Reproduce every line of the data below word for word, in the same order.

--- BEGIN Material ---

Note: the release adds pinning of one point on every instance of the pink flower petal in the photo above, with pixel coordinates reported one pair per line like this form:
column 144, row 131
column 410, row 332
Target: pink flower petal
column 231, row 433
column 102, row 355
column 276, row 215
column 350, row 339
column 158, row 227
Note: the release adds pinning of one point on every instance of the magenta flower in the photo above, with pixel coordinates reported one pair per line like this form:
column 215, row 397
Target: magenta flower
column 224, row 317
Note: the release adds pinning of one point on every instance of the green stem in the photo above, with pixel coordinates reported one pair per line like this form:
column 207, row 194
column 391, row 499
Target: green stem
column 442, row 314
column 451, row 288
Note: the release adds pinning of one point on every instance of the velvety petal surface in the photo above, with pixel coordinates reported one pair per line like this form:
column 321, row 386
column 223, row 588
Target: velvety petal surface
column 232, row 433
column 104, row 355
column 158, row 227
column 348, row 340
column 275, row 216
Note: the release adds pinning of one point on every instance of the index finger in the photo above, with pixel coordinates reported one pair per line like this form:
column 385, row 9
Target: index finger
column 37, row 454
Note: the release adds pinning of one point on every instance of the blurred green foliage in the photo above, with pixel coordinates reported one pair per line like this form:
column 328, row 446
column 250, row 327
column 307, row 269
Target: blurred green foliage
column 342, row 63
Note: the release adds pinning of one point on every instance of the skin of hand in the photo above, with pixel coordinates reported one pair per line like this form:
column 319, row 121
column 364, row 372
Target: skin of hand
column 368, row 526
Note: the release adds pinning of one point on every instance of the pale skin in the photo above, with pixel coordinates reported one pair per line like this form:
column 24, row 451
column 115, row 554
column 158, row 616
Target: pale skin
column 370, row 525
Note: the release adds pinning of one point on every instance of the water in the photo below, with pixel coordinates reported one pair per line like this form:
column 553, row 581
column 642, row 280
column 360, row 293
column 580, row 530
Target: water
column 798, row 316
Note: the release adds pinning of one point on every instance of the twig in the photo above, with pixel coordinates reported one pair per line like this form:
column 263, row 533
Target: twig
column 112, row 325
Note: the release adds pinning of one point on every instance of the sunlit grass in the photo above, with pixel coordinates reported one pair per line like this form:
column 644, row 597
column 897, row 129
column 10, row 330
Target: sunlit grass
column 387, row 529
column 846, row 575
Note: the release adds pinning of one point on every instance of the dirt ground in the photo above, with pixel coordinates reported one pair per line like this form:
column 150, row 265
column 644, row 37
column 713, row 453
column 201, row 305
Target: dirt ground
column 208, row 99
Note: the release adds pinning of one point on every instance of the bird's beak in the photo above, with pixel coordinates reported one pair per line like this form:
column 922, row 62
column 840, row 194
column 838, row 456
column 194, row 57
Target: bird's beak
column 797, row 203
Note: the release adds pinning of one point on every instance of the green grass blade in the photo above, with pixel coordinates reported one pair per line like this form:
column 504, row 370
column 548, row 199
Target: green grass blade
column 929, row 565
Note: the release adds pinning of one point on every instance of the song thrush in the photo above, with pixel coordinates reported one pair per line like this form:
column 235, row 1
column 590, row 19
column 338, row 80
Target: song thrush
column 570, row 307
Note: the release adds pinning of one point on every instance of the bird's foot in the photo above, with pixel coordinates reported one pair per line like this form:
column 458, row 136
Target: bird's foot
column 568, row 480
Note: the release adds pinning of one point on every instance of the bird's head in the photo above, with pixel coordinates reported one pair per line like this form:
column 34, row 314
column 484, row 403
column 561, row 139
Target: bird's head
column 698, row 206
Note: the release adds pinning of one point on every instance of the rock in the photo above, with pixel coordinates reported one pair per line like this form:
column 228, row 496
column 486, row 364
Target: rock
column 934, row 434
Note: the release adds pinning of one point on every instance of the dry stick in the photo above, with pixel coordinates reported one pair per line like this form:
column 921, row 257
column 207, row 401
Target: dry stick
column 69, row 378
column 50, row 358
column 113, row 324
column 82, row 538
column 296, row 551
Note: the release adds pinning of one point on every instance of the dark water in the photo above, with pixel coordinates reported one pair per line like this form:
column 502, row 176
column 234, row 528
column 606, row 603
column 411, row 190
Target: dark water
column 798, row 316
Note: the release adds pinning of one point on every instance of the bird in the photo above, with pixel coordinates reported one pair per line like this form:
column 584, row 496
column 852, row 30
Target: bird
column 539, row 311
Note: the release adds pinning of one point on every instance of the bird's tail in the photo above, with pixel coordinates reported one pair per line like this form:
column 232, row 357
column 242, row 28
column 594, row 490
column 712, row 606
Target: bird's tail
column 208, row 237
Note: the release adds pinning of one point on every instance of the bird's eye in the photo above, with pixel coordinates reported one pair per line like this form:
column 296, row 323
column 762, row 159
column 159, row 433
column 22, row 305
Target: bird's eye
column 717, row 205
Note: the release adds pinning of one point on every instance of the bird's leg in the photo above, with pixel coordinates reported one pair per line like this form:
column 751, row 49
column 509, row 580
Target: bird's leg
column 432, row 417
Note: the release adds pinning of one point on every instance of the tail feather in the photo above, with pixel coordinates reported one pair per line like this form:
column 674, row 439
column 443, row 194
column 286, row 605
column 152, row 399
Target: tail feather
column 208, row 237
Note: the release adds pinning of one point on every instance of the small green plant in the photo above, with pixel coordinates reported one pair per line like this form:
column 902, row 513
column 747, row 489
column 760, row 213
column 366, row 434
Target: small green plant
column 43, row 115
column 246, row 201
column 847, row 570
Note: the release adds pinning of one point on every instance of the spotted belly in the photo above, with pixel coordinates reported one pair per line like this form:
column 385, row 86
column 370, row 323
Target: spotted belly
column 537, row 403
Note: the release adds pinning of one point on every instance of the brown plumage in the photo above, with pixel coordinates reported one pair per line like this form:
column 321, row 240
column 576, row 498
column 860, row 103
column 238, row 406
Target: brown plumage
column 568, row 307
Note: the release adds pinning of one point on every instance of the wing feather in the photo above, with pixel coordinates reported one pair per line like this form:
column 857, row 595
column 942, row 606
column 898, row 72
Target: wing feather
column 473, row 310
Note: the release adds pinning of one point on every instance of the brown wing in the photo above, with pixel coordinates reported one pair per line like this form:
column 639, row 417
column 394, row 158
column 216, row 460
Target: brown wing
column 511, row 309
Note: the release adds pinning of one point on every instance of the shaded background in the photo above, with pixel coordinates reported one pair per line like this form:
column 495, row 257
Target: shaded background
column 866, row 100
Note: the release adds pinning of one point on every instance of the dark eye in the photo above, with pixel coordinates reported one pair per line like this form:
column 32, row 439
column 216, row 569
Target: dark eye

--- END Material ---

_Problem solution_
Note: the release adds pinning of one point on every instance of the pink flower petal in the photo above, with pixel coordinates reported one pair per line like this form:
column 144, row 131
column 410, row 332
Target: pink flower petal
column 231, row 433
column 102, row 355
column 276, row 215
column 350, row 339
column 158, row 227
Note: the release adds pinning of one point on every instance of the magenta flower in the photo above, with pixel coordinates reported one pair per line like this form:
column 215, row 397
Target: magenta flower
column 224, row 317
Note: the release adds pinning of one point on every instance of the green stem in the photo above, with pixel coordinates reported one pair per line like this form:
column 207, row 194
column 391, row 499
Target: green stem
column 442, row 314
column 451, row 288
Note: the release adds pinning of one point on every instance of the velvety petal surface in the photo above, with pixel coordinates reported one pair per line like this form:
column 321, row 386
column 223, row 588
Target: velvety petal surface
column 232, row 433
column 104, row 355
column 158, row 227
column 348, row 340
column 275, row 216
Note: the release adds pinning of one point on every instance of the index finger in the photo above, with pixel coordinates reported one pair per line like this form:
column 385, row 9
Target: index finger
column 37, row 454
Note: the release adds pinning of one point on every instance of the blurred green foliage in the photo above, with pixel coordinates reported one pair per line like this form:
column 328, row 446
column 250, row 327
column 307, row 269
Target: blurred green foliage
column 342, row 63
Note: the release adds pinning of one point on every instance of the skin of hand in the photo above, with pixel coordinates reported one pair per line like this form:
column 319, row 121
column 364, row 372
Target: skin of hand
column 368, row 526
Note: the release adds pinning of one point on every instance of the pale skin in the photo above, with pixel coordinates reported one pair per line like this form:
column 24, row 451
column 115, row 554
column 158, row 616
Target: pale skin
column 370, row 525
Note: the release adds pinning of one point on every instance of the water in the photo below, with pixel coordinates reported one pair per line like this form:
column 553, row 581
column 642, row 280
column 360, row 293
column 580, row 530
Target: water
column 798, row 316
Note: the release adds pinning of one point on every instance of the twig in the photo above, with pixel coordinates reported one pair per line like this form:
column 263, row 533
Target: twig
column 112, row 325
Note: the release adds pinning of one point on every instance of the sunlit grass in the photo above, with pixel coordinates reported one pair per line like this form:
column 644, row 597
column 897, row 129
column 10, row 330
Target: sunlit grass
column 387, row 529
column 846, row 575
Note: the release adds pinning of one point on every instance of the dirt ground in the photo above, with pixel coordinates reported one pair per line like this form:
column 150, row 265
column 644, row 37
column 713, row 453
column 201, row 305
Target: dirt ground
column 208, row 99
Note: the release adds pinning of one point on every instance of the bird's beak in the photo above, with pixel coordinates reported one pair per line like this form:
column 922, row 62
column 840, row 194
column 838, row 456
column 194, row 57
Target: bird's beak
column 797, row 203
Note: the release adds pinning of one point on every instance of the green grass blade in the photo above, with pixel coordinates reported one pair per line like this form:
column 504, row 370
column 548, row 199
Target: green grass blade
column 929, row 565
Note: the release adds pinning of one point on every instance of the song thrush in the photo above, with pixel coordinates reported one pair per line like this form:
column 235, row 1
column 590, row 19
column 338, row 80
Target: song thrush
column 570, row 307
Note: the release adds pinning of one point on every instance of the bird's foot in the photo above, with pixel coordinates reported one pair per line like this form:
column 458, row 136
Target: bird's foot
column 568, row 480
Note: the release adds pinning of one point on every instance of the bird's head in the photo above, with pixel coordinates reported one pair per line like this form:
column 34, row 314
column 484, row 403
column 561, row 139
Target: bird's head
column 698, row 206
Note: the release adds pinning of one point on every instance of the rock in the photo above, with pixel coordinates reported one pair per line like this form:
column 228, row 496
column 486, row 364
Target: rock
column 934, row 434
Note: the release adds pinning of one point on every instance of the dry stick in the photo above, with pixel coordinates reported one pair per line like this form:
column 921, row 257
column 207, row 401
Target: dry stick
column 69, row 378
column 50, row 358
column 113, row 324
column 82, row 538
column 296, row 551
Note: the release adds pinning of one point on every instance of the dark water in the photo above, with pixel coordinates reported one pair per line like this form:
column 502, row 176
column 234, row 528
column 606, row 603
column 411, row 190
Target: dark water
column 798, row 316
Note: the release adds pinning of one point on every instance of the bird in the photo above, with pixel coordinates reported one pair per line like this form:
column 584, row 496
column 852, row 30
Target: bird
column 539, row 311
Note: the release adds pinning of one point on every instance of the bird's tail in the photo above, with pixel coordinates reported one pair per line like this form:
column 232, row 357
column 242, row 28
column 594, row 490
column 712, row 606
Target: bird's tail
column 208, row 237
Note: the release adds pinning of one point on every instance of the bird's eye in the photo above, with pixel coordinates reported one pair per line like this form:
column 296, row 323
column 762, row 159
column 159, row 433
column 22, row 305
Target: bird's eye
column 717, row 205
Note: the release adds pinning of one point on every instance of the bird's leg in the photo above, with pixel coordinates reported one pair per line like this form:
column 751, row 49
column 509, row 580
Target: bird's leg
column 432, row 417
Note: the release adds pinning of one point on every instance of the tail feather in the photo above, with pixel coordinates reported one pair per line like this form:
column 674, row 439
column 443, row 194
column 286, row 605
column 152, row 399
Target: tail feather
column 208, row 237
Note: the release adds pinning of one point on every instance of the small green plant in the photo above, with pixel coordinates reported one pair per line like this form:
column 902, row 513
column 747, row 489
column 760, row 213
column 366, row 434
Target: small green plant
column 43, row 115
column 246, row 201
column 847, row 570
Note: the release adds pinning of one point on every instance of the spotted belly in the photo above, with pixel coordinates reported one pair per line like this form:
column 385, row 86
column 370, row 323
Target: spotted belly
column 537, row 403
Note: the release adds pinning of one point on every instance of the brown plumage in the photo above, with pixel coordinates reported one pair per line like this form:
column 321, row 240
column 576, row 498
column 860, row 103
column 238, row 406
Target: brown plumage
column 568, row 307
Note: the release adds pinning of one point on every instance of the wing feather in the photo above, with pixel coordinates reported one pair per line like this form:
column 857, row 595
column 942, row 606
column 898, row 72
Target: wing feather
column 473, row 310
Note: the release adds pinning of one point on every instance of the brown wing in the photo above, with pixel coordinates reported one pair per line like this form:
column 639, row 417
column 394, row 158
column 216, row 460
Target: brown wing
column 511, row 309
Note: the release adds pinning of one point on every instance of the shaded background in the photo above, with pixel coordinates reported one pair per line like this form:
column 495, row 257
Target: shaded background
column 866, row 100
Note: the release adds pinning of one point on every instance of the dark eye in the photo above, with pixel coordinates reported one pair per line like this form:
column 32, row 439
column 216, row 569
Target: dark eye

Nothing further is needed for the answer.